=== Begin Enclosure ===

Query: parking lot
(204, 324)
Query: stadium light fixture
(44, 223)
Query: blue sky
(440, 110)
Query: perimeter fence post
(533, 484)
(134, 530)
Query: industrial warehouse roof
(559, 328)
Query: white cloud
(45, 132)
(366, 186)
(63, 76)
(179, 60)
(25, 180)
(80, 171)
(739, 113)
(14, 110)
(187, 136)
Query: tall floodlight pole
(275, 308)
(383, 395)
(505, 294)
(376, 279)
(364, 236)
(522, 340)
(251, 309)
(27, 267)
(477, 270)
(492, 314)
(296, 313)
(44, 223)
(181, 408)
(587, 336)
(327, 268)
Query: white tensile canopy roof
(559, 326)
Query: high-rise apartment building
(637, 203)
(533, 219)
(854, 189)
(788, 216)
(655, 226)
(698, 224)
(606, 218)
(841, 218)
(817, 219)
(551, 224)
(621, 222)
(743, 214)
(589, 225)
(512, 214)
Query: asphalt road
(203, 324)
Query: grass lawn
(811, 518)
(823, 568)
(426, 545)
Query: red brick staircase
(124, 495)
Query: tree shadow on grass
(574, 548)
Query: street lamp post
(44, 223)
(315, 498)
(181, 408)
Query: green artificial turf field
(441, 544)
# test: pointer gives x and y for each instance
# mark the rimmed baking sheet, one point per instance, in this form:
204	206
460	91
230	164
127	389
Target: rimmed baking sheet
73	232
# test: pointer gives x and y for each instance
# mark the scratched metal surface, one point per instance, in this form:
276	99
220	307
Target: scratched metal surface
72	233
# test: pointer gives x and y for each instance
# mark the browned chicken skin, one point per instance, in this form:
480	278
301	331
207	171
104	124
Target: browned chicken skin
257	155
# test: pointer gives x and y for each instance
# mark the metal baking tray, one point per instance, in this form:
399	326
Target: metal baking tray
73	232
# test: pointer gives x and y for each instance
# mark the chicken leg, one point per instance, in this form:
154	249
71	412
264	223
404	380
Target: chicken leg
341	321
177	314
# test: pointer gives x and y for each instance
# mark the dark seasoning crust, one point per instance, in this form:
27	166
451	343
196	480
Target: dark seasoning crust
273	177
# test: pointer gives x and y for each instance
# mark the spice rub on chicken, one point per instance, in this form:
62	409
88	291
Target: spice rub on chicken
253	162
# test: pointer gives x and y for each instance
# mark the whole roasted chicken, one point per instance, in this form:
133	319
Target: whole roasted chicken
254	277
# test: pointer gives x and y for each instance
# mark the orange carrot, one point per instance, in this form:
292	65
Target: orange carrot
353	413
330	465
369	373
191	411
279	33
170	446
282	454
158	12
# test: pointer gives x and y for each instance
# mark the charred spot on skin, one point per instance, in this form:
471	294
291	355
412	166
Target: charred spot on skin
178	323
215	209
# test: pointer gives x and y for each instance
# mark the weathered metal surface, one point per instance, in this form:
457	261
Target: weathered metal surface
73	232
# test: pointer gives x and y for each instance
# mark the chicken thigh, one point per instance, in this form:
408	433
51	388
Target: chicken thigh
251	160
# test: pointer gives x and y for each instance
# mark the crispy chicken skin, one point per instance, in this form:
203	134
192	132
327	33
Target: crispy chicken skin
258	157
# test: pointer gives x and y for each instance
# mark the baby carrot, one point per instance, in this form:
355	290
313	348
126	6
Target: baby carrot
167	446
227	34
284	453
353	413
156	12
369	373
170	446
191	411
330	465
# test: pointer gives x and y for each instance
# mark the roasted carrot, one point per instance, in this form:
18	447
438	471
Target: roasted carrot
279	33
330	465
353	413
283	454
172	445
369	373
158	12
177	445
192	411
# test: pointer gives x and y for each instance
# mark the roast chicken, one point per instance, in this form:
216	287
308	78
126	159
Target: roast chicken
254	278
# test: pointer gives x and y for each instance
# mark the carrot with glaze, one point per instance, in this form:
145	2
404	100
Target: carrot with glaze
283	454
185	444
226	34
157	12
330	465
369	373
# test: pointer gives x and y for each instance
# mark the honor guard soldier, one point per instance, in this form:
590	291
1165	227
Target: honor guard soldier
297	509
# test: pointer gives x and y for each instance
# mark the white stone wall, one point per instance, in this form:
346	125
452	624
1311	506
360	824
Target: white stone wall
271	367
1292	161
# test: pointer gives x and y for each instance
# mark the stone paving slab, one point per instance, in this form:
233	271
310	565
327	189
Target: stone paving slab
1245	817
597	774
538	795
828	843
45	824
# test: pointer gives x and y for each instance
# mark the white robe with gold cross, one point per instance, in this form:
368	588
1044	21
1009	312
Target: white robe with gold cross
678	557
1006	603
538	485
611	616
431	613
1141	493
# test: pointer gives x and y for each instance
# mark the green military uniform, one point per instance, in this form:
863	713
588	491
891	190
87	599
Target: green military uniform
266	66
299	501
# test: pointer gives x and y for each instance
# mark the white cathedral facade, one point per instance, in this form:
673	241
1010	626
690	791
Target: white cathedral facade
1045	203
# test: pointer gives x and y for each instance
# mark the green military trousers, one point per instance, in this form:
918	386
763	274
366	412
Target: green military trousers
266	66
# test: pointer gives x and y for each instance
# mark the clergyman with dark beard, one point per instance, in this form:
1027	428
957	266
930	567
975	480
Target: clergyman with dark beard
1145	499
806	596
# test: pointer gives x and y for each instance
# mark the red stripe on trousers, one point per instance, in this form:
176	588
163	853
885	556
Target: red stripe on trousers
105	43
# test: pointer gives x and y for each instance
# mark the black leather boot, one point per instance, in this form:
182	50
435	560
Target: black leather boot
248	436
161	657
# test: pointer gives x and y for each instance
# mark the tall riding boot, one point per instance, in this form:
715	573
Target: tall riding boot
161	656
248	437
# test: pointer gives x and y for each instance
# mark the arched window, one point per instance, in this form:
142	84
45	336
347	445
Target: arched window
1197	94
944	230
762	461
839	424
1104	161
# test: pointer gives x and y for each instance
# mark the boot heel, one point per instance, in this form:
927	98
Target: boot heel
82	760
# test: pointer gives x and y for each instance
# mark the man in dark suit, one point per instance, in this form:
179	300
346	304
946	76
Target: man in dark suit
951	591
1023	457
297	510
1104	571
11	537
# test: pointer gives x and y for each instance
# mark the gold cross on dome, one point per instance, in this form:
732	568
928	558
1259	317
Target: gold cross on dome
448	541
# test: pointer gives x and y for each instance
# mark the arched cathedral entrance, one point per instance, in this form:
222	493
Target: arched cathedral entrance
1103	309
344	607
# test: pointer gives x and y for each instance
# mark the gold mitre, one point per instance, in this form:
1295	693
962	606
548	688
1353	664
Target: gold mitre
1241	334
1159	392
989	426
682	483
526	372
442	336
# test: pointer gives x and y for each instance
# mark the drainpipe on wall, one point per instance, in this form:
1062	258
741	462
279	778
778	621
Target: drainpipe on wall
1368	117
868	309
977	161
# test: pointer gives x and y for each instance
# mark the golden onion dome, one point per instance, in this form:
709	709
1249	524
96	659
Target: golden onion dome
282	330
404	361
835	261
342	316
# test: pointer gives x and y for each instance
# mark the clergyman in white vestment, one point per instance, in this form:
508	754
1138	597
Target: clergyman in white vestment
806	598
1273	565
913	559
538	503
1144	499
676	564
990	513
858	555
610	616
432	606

=== End Enclosure ===

▶ Task instructions: From the first line to the last, return the data exactly as written.

▶ Your solution:
Query: parking lot
(204, 324)
Query: stadium light fixture
(44, 223)
Query: blue sky
(440, 110)
Query: perimeter fence post
(533, 484)
(134, 530)
Query: industrial warehouse roof
(559, 328)
Query: white cloud
(45, 132)
(366, 186)
(63, 76)
(179, 60)
(25, 180)
(80, 171)
(739, 113)
(14, 110)
(187, 136)
Query: tall floodlight pole
(275, 308)
(383, 395)
(505, 294)
(376, 279)
(364, 236)
(522, 340)
(251, 309)
(27, 267)
(477, 270)
(492, 314)
(296, 313)
(44, 223)
(181, 408)
(587, 336)
(327, 268)
Query: white tensile canopy roof
(559, 326)
Query: high-rise apartment building
(637, 203)
(533, 219)
(854, 189)
(788, 216)
(655, 226)
(698, 224)
(606, 218)
(841, 218)
(817, 219)
(551, 224)
(621, 222)
(743, 214)
(589, 225)
(512, 214)
Query: asphalt road
(203, 324)
Query: grass lawn
(811, 518)
(823, 568)
(426, 545)
Query: red brick staircase
(124, 495)
Query: tree shadow on grass
(574, 548)
Query: street lamp post
(44, 223)
(315, 498)
(181, 408)
Query: green artificial turf field
(441, 544)
# test: pointer gives x and y for each instance
# mark the rimmed baking sheet, one point per instance, in this form:
204	206
460	91
230	164
127	389
Target: rimmed baking sheet
73	232
# test: pointer gives x and y for each instance
# mark the scratched metal surface, one point per instance, in this form:
276	99
220	307
Target: scratched metal surface
72	233
# test: pointer gives x and y for each instance
# mark the browned chicken skin, one point per instance, in this form:
480	278
301	331
207	171
104	124
Target: browned chicken skin
257	155
# test: pointer gives x and y for each instance
# mark the metal baking tray, one point per instance, in this form:
399	326
Target: metal baking tray
73	232
# test: pointer gives x and y for each instance
# mark the chicken leg, one point per instance, in this form:
154	249
71	412
264	223
404	380
Target: chicken leg
341	321
177	314
# test: pointer gives x and y for each instance
# mark the dark seasoning crust, one point per instance, in this form:
27	166
451	343
196	480
Target: dark seasoning crust
273	177
# test: pointer gives x and y for each instance
# mark the spice rub on chicken, one point per instance, in this form:
62	409
88	291
Target: spice rub on chicken
253	162
# test: pointer gives x and y for each instance
# mark the whole roasted chicken, one point per instance, in this form:
133	319
Target: whole roasted chicken
254	277
# test: pointer gives x and y for each instance
# mark the orange carrot, one point per instance, in this form:
292	65
Target: orange carrot
353	413
330	465
369	373
191	411
279	33
170	446
282	454
158	12
# test: pointer gives x and y for each instance
# mark the charred spot on skin, one point per instance, in this form:
471	294
291	355
412	166
Target: charred spot on skin
178	323
215	209
# test: pointer gives x and y for each instance
# mark the weathered metal surface, one point per instance, in this form:
457	261
Target: weathered metal surface
73	232
# test: pointer gives x and y for each instance
# mark the chicken thigh, one point per instance, in this form:
408	433
51	388
Target: chicken thigh
251	160
# test: pointer gives x and y for each instance
# mark the crispy chicken skin, one point per instance, in this form:
203	134
192	132
327	33
Target: crispy chicken skin
258	157
# test: pointer gives x and y for each instance
# mark the baby carrot, one point per instance, in this form:
355	290
313	348
126	6
Target: baby carrot
167	446
227	34
284	453
353	413
156	12
369	373
170	446
191	411
330	465
# test: pointer gives x and y for each instance
# mark the roasted carrot, one point per instance, in this form:
18	447
438	471
Target: roasted carrot
279	33
330	465
353	413
283	454
172	445
369	373
158	12
177	445
192	411
# test: pointer gives x and y for each instance
# mark the roast chicken, one point per instance, in this form:
216	287
308	78
126	159
Target: roast chicken
254	278
# test: pointer gives x and y for each instance
# mark the carrot with glaze, one point per instance, in this form:
145	2
404	100
Target: carrot with glaze
283	454
185	444
226	34
157	12
330	465
369	373
# test: pointer gives x and y for each instance
# mark the honor guard soldier, one point per instance, in this form:
590	291
1165	227
Target: honor guard soldier
297	509
# test: pointer gives x and y for each instance
# mark the white stone wall, one point per instance, in this form:
346	125
452	624
1311	506
360	824
Target: white stone wall
271	367
1292	161
# test: pointer gives x and y for each instance
# mark the stone paving slab, one point per instance, in this form:
233	271
310	565
327	189
Target: stone paving slab
1245	817
597	774
538	795
828	843
45	824
# test: pointer gives x and y for each instance
# mark the white robe with gold cross, one point per instance, in this form:
368	588
1044	21
1009	312
Target: white robe with gold cross
678	557
1006	603
538	485
611	616
431	613
1141	493
# test: pointer gives x and y for each instance
# mark the green military uniform, one point per instance, in this form:
863	713
588	491
891	190
87	599
Target: green military uniform
266	66
299	501
# test: pointer gives x and y for each instance
# mark the white cathedral facade, one point per instance, in this form:
673	241
1010	626
690	791
Target: white cathedral facade
1045	203
# test: pointer gives x and y for each instance
# mark the green military trousers, one point per instance, in this form:
918	386
763	274
366	412
Target: green military trousers
266	66
# test: pointer gives x and y for each instance
# mark the clergyman with dark beard, one point per instance, in this form:
1027	428
957	266
930	567
975	480
Target: clergyman with dark beard
1145	499
806	596
# test: pointer gives x and y for each instance
# mark the red stripe on trousers, one point per instance, in this form:
176	588
163	853
885	556
Target: red stripe on trousers
105	43
# test: pointer gives x and y for each instance
# mark the black leather boot, one point per instance, in this form:
182	50
435	560
Target: black leather boot
248	436
161	657
# test: pointer gives x and y for each instance
# mark the tall riding boot, one point per instance, in this form:
715	573
Target: tall riding boot
161	656
248	437
# test: pointer gives x and y for each instance
# mark the arched window, one point per instance, in this form:
142	84
45	336
347	445
Target: arched window
1197	94
944	230
762	461
839	424
1104	161
# test: pointer gives x and y for each instance
# mark the boot heel, one point per instance, in this form:
927	98
Target: boot heel
82	760
# test: pointer gives x and y for each instance
# mark the man in dark suit, one point per instance, in this form:
179	300
346	304
946	76
Target: man in dark suit
951	591
1023	457
297	510
1104	571
11	537
# test: pointer gives x and y for each instance
# mark the gold cross on dome, one point per instance, in this form:
732	568
928	558
1259	317
Target: gold cross on dome
448	541
# test: pointer gives x and y for each instance
# mark the arched cathedral entrance, one point per instance, in this form:
222	493
Target: arched cathedral entrance
1103	309
344	607
# test: pointer gives x and y for each instance
# mark the gold mitre, one point per instance, in this form:
1295	693
962	606
548	688
1353	664
Target: gold mitre
1241	334
1159	392
989	426
682	483
526	372
442	336
# test: pointer gives x and y for each instance
# mark the drainpipe on wall, one point per instance, in this form:
1062	258
741	462
279	778
778	621
Target: drainpipe on wall
1368	117
868	309
977	161
# test: pointer gives x and y for each instance
# mark the golden onion dome, one point per instance, in this form:
709	709
1249	524
96	659
Target: golden onion dome
282	330
404	361
835	261
342	316
# test: pointer gives x and y for each instance
# mark the clergyman in white vestment, one point per instance, in this form:
508	754
1138	597
Target: clergyman in white vestment
806	598
1273	565
913	559
538	503
1144	499
676	564
990	513
858	555
610	616
432	606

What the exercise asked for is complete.